Rescale the listing below by writing out every line of it again, multiplying each answer coordinate by 2.15 and rounding to the nearest whole number with halves rounded up, while keeping all other numbers unchanged. Omit the pictures from your output.
** Begin Input for this task **
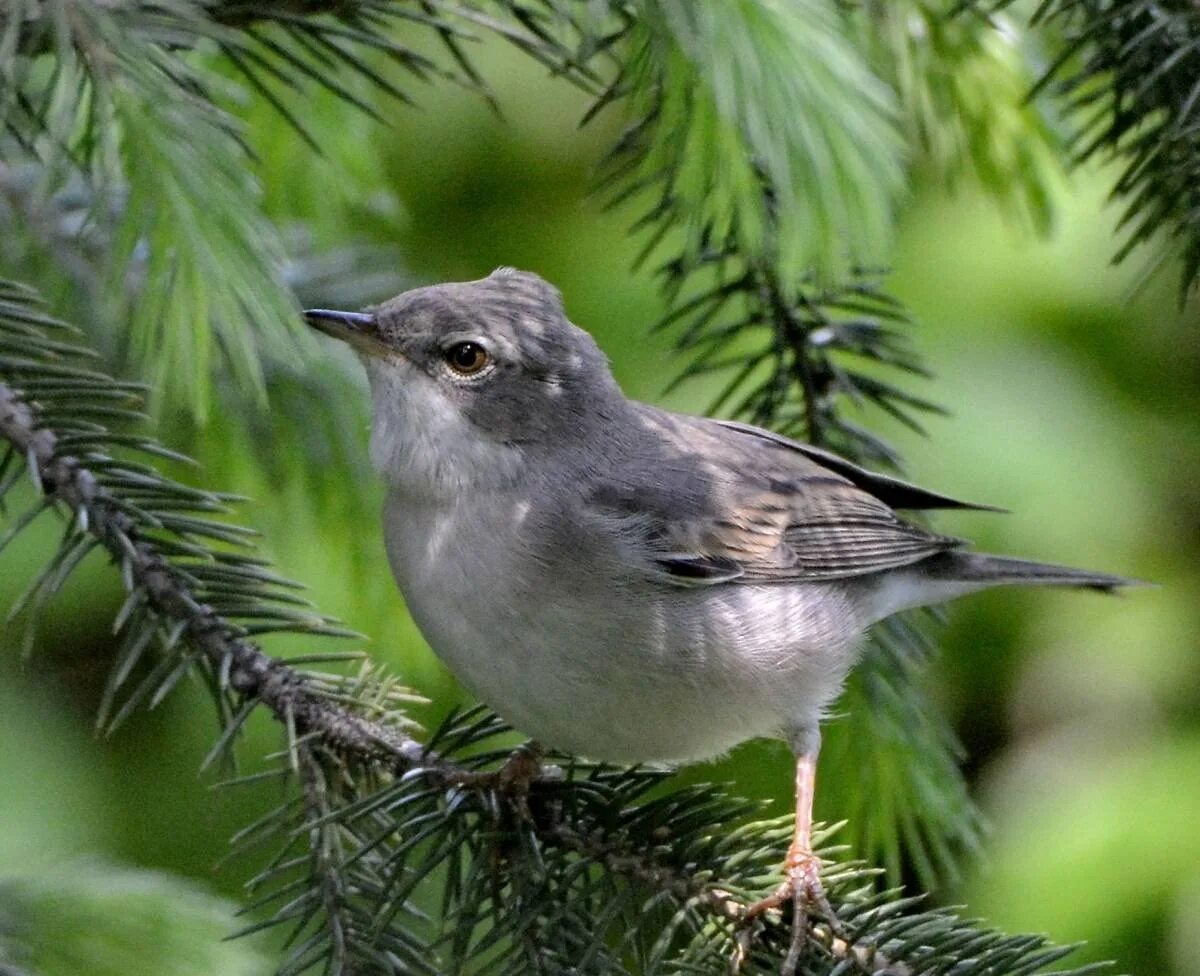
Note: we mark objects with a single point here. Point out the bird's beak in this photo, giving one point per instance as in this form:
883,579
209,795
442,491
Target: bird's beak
359,329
** End Input for this task **
## The result
Note: we mark objects with a single point here. Point out the bird's beak in this photo, giving one point per instance as in this form:
883,579
209,795
442,491
Target: bird's beak
772,707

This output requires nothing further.